> [SET PROBLEM] Keep the wording of each record exactly the same when you repeat it, and leave out pictures.

> [SUPPLIED ENTRIES]
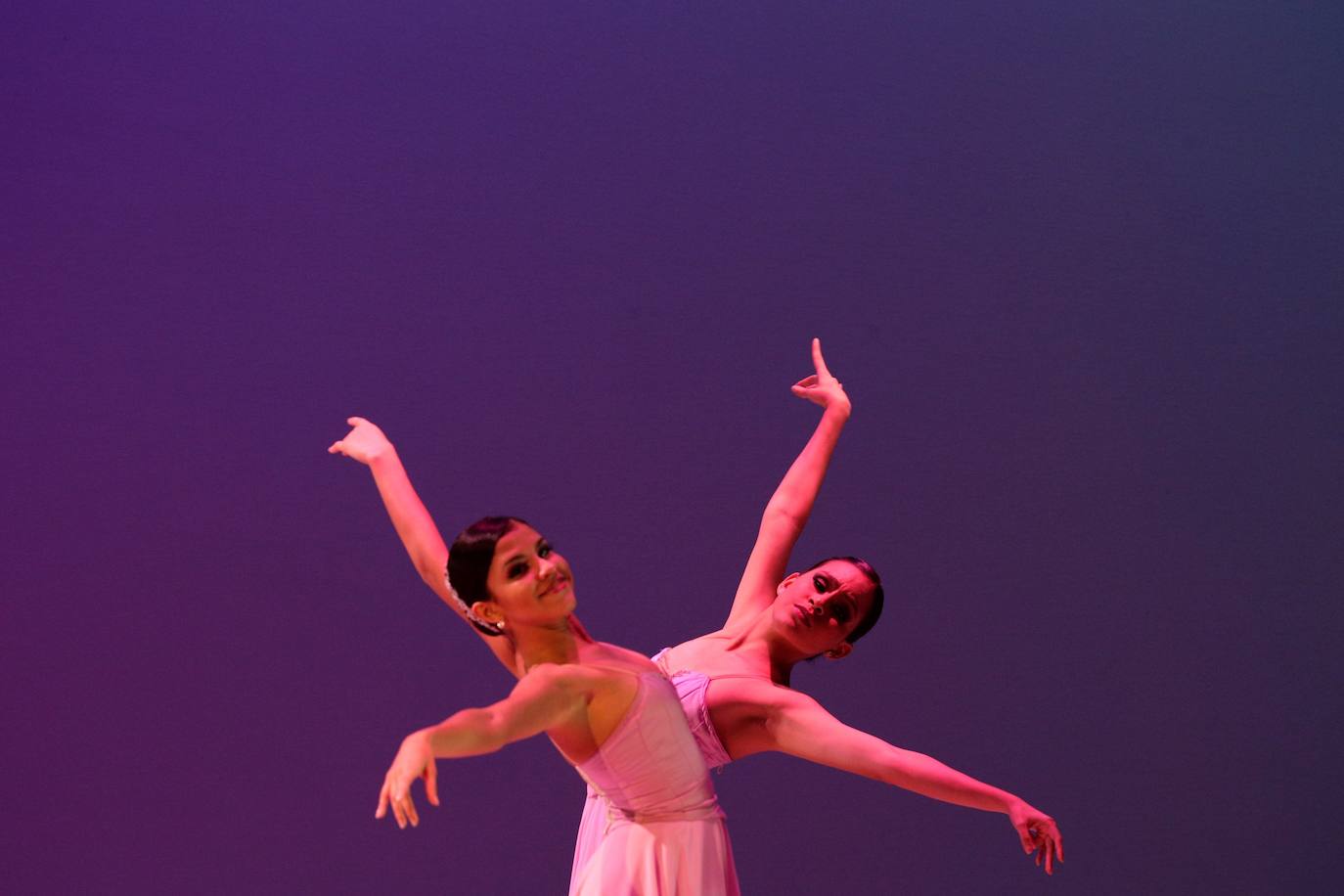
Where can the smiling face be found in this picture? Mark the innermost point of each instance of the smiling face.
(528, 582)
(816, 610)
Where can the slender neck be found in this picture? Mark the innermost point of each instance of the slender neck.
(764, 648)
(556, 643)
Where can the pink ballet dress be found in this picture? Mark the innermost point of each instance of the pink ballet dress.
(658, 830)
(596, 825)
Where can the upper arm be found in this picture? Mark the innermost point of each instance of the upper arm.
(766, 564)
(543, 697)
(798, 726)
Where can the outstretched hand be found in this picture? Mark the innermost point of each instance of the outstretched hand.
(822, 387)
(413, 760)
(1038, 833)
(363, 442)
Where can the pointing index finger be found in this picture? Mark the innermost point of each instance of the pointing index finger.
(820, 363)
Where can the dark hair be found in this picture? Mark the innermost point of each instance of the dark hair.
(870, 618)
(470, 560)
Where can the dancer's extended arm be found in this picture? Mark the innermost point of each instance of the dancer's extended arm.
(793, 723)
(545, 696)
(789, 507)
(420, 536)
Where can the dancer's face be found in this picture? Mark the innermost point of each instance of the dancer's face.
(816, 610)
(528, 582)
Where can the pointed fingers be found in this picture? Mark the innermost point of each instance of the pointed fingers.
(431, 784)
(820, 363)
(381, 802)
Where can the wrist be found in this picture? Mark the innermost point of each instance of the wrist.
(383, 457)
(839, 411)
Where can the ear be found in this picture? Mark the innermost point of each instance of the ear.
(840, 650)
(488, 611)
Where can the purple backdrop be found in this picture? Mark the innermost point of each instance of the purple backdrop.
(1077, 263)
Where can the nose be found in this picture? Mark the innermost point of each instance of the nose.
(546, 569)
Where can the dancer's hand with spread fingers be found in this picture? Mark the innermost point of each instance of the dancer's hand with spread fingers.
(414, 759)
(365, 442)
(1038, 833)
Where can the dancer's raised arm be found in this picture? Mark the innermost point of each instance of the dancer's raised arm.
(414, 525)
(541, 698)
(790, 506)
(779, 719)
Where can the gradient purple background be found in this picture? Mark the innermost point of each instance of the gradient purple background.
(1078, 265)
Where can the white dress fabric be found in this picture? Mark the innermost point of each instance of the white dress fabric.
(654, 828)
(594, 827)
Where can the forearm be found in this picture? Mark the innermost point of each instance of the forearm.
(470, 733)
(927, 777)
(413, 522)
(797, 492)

> [EXERCISE RESULT]
Where can the smiling face be found in this picture? Mark the innermost point of each instance of the smiling face.
(528, 582)
(816, 610)
Where can the slender neck be found in this picture? Mark the innermost point of each instance of the slender neck.
(764, 648)
(556, 643)
Where can the pink ballet dress be found in this picture? Mark the innermost point of each instance of the pink ballet dress.
(658, 830)
(596, 825)
Where can the upper arm be found in this picture? Mark the innermost point of each instance of the upper arm.
(766, 564)
(543, 697)
(798, 726)
Where can the outstretched hand be found in this picture? Mark the innermost point of each instance of the outstretched hand.
(822, 387)
(413, 760)
(1038, 833)
(363, 442)
Where can the pointing index finger be found in this picture? Mark the innermost point of each instance of the pointing index finger.
(820, 363)
Where can the dark hair be found in this picture? Mark the innermost point of each instance of the dark hair.
(870, 618)
(470, 560)
Where can the dancer's extended arm be found in this picture? Mark the innermost point of each instance of the dancer's extended arm.
(793, 723)
(545, 696)
(789, 507)
(420, 536)
Where can the dancer's face be found in this picture? Mark the innermost point of each instance of the dancer's face.
(816, 610)
(528, 582)
Where can the pointed fingers be found in this picture? Mark the innermost point of each instance of the pointed fingers.
(431, 784)
(820, 363)
(381, 802)
Where can the wrist be found in this picture? Mark the innermost point of each instance of the wrist.
(383, 457)
(839, 411)
Where can the ear be found in this picture? Mark the innermost point of each instance of the ear.
(840, 650)
(488, 611)
Where can the purple backdrop be found in this picture? Mark the innermost point of each instance of the purple backdrop.
(1077, 263)
Where can the nose be found in this picture? Mark the innermost point of each instance of the nose.
(546, 569)
Where can the dancer's hand with spread fingers be found in this picture? Mark the innermost point of each instance of the dancer's hand with spread fingers.
(414, 759)
(365, 442)
(1038, 833)
Where can the dancer's raised arm be found in this picture? Mark the innermost point of each instance of the dancer's raised arm.
(414, 525)
(541, 698)
(790, 506)
(779, 719)
Where can the gradient purple background be found in this picture? Mark the innermost point of each instance of the gradient purple background.
(1078, 265)
Where can the white dress fabric be found in this picture? Mark the innermost point of each instance of the white dress fabric.
(654, 828)
(594, 827)
Where can the forearm be found in this picture? Mark the innermost point of each instance of the forearm.
(470, 733)
(927, 777)
(413, 522)
(797, 492)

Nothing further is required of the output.